#### Data lines ####

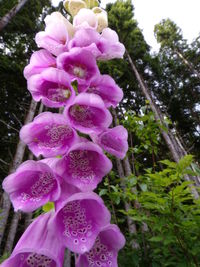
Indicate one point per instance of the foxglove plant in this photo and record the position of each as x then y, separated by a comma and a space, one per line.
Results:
64, 73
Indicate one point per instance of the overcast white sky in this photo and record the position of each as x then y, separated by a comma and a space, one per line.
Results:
185, 13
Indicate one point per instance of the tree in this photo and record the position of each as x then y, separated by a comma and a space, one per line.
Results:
7, 18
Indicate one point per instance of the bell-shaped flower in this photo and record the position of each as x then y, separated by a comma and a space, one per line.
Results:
104, 46
48, 135
110, 46
58, 32
84, 166
102, 18
73, 6
85, 18
79, 221
88, 114
107, 89
39, 246
52, 87
91, 3
87, 39
40, 60
105, 250
80, 65
31, 186
113, 141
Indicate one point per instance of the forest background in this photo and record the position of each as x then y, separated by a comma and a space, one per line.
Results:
153, 194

####

Your task –
Reproduce the entries verbatim, beginning with the line that contains "Indicate one point per instance of the bell-shaped" and continuing through the end of the entries, both ends inclusive.

Problem solution –
Indicate one point per instance of the bell-shaped flower in this photo and record the position of each as x then y, separated by a comma and a space, one per line.
Results:
104, 46
48, 135
110, 46
58, 32
84, 166
102, 18
73, 6
85, 18
79, 221
88, 114
107, 89
39, 246
52, 87
91, 3
87, 39
40, 60
105, 250
80, 65
31, 186
113, 141
Indicate one point per instance of the forest background in this photo and record the position of each as x then y, separated by a comma and a space, one per line.
Results:
153, 194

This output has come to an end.